READING TEXT —
---+---

Indra Nooyi & the Myth of "Having it All"
Recent comments made by Indra Nooyi, the current CEO of PepsiCo, has been making the rounds on my Twitter and Facebook feed. I poke my head up to read such things when stories like this seem to cross the borders of my feminist friends and my friends who are feminists, but don't share every feminist story. The gist is that Nooyi at Aspen Ideas Week said the not-so-radical statement:
So let's take this one step at a time.
If anyone under 40 still believes in the "women can have it all" fairytale, STOP NOW. I truly believe the only women who really, really believe women can "have it all" are those who grew up in the 70s and 80s. Who saw women head out into the workforce with their linebacker shoulder pads, limp ties and "fried up the bacon they brought home."
But us younger GenXers who slacked our way through the 90s know better...or at least should. We saw Hillary Rodham get ripped to shreds for trying to have a career while her husband ran for President. Soon enough she was "Hillary Clinton"...We got the message loud and clear. Just as the media in the 1980s might have sold career women on being Superwomen, reality showed us otherwise through countless examples in our lives.

---+---

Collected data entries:

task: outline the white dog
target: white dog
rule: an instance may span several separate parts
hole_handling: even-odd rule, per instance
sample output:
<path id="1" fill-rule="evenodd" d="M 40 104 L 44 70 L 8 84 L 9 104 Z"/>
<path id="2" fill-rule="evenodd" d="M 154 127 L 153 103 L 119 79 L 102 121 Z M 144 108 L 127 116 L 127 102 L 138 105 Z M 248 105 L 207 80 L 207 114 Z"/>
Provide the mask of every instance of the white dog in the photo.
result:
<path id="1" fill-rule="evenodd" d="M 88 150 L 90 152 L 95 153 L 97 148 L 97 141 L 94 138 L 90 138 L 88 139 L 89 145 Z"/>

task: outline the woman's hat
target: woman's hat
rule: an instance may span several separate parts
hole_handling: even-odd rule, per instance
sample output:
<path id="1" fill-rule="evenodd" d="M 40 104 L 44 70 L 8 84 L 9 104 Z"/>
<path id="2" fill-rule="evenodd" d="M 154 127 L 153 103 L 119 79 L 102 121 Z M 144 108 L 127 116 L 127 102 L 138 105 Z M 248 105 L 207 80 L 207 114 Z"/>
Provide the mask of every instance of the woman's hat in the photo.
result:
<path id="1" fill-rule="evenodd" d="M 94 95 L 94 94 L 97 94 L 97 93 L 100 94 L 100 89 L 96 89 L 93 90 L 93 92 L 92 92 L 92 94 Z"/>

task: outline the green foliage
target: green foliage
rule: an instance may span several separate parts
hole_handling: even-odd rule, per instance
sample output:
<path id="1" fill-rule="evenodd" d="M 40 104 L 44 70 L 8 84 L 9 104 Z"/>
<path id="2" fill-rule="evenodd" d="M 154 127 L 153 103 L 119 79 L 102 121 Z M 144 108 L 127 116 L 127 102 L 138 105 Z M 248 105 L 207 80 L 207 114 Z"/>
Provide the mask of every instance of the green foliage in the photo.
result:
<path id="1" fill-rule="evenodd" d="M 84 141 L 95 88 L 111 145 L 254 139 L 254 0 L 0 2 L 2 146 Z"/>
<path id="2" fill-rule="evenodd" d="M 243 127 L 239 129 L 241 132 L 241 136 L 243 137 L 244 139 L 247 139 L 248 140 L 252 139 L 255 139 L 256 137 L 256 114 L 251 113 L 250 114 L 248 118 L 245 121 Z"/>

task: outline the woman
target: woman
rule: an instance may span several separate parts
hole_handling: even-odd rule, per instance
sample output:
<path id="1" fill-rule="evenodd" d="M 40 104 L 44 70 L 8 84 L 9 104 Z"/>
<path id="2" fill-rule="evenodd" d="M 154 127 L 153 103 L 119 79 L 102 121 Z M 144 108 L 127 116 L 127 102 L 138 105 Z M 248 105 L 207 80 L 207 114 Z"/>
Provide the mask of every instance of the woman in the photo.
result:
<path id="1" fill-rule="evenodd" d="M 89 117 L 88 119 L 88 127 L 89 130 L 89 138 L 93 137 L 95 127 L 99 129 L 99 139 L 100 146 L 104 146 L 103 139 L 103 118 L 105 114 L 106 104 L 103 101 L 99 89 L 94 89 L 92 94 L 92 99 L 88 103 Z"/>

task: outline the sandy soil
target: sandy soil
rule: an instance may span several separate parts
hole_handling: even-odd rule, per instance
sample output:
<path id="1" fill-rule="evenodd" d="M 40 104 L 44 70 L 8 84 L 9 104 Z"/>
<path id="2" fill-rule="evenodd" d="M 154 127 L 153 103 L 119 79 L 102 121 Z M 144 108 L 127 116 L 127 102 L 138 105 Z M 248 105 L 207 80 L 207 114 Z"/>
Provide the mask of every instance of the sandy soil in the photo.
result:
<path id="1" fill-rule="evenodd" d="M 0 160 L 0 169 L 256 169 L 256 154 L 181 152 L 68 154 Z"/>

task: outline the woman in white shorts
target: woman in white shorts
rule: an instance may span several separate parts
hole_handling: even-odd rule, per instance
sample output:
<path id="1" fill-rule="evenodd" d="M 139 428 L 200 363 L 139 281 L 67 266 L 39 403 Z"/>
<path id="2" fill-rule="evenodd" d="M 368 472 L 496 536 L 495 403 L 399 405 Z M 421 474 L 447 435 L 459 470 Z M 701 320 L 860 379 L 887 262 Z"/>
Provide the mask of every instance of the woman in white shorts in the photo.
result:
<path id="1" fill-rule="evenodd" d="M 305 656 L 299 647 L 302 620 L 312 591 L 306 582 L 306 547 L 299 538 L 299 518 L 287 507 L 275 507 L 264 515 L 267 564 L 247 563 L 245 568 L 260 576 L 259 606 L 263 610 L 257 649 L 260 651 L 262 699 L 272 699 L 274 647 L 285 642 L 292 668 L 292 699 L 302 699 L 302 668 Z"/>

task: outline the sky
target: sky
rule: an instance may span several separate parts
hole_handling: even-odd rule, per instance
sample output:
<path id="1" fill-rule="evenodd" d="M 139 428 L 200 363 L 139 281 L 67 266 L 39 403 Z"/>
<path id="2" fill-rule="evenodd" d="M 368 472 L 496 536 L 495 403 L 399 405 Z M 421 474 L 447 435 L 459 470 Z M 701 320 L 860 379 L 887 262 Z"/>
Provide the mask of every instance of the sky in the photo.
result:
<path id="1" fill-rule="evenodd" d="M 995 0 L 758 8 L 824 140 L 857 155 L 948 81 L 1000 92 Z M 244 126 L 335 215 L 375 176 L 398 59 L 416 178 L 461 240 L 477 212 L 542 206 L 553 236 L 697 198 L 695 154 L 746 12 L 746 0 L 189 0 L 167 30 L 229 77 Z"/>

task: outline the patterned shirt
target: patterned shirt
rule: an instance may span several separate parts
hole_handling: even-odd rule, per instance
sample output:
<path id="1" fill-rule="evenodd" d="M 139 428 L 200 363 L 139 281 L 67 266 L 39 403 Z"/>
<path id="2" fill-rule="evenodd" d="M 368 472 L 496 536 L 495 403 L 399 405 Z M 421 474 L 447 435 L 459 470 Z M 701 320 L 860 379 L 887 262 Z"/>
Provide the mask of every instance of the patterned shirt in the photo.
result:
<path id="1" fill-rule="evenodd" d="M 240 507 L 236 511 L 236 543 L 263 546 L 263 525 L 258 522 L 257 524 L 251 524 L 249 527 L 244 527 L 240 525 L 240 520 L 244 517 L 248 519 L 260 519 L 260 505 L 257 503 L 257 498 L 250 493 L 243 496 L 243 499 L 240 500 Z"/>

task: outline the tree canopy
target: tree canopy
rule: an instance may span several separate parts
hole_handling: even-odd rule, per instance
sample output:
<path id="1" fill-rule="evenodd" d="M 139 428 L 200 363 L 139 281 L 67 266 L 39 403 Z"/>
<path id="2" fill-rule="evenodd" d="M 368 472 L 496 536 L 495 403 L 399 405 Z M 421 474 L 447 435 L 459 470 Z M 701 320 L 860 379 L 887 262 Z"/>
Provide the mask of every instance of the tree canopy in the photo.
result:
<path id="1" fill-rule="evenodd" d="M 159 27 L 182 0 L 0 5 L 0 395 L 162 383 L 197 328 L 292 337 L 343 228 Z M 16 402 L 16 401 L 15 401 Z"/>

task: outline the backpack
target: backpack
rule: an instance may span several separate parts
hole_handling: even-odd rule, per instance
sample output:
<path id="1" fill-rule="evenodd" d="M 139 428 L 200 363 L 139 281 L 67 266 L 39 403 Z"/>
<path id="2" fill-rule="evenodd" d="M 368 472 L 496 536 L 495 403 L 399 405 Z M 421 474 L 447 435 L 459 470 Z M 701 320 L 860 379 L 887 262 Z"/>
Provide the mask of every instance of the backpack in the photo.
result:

---+---

TASKS TO PERFORM —
1 - In the post about Indra Nooyi and "having it all," at what event did Nooyi make the remarks being discussed?
2 - Carry on the post about Indra Nooyi and the myth of "having it all" from the point where it stops.

THE RESPONSES —
1 - Aspen Ideas Week.

2 -
Of course it didn't stop us from trying. And some of us falling on our faces. I'm hoping this annual examination of why women can't have it all will die off when Gen X and Millennials are in enough leadership positions to say, "Yeah, I never had it all..at once." Because that's what the truth of the matter is. We can try to have it all, but only over the course of our lifetimes. Hell, even Nancy Pelosi waited until the kids were practically grown to run for Congress.
So please, please, PLEASE, let's bury this conversation and for gawd's sake, stop asking women in leadership this question.
When my students ask me "how I did it all," I tell them that I don't. I don't sleep as much as I should. I don't do all the motherly things I "should." I also am not always the best wife. Because there are so only so many hours in the day and some things have to wait. You have to make sacrifices just as Nooyi says at Aspen.
What gets my goat is that Nooyi frames this conversation as something for women of her stature (or at least the piece frames it that way) when she talks about high-pressure careers, aka C-level stuff. Well, my job is far from a CEO position and it's still a jig to do what I do. There's still pressure to make it to all the school concerts that are in the middle of the freaking day. At the end of this past year, I asked my daughter if it was ok if I missed a concert as I just attended a dance recital and was busy getting ready for a business trip. She was fine with it. Or at least says she was.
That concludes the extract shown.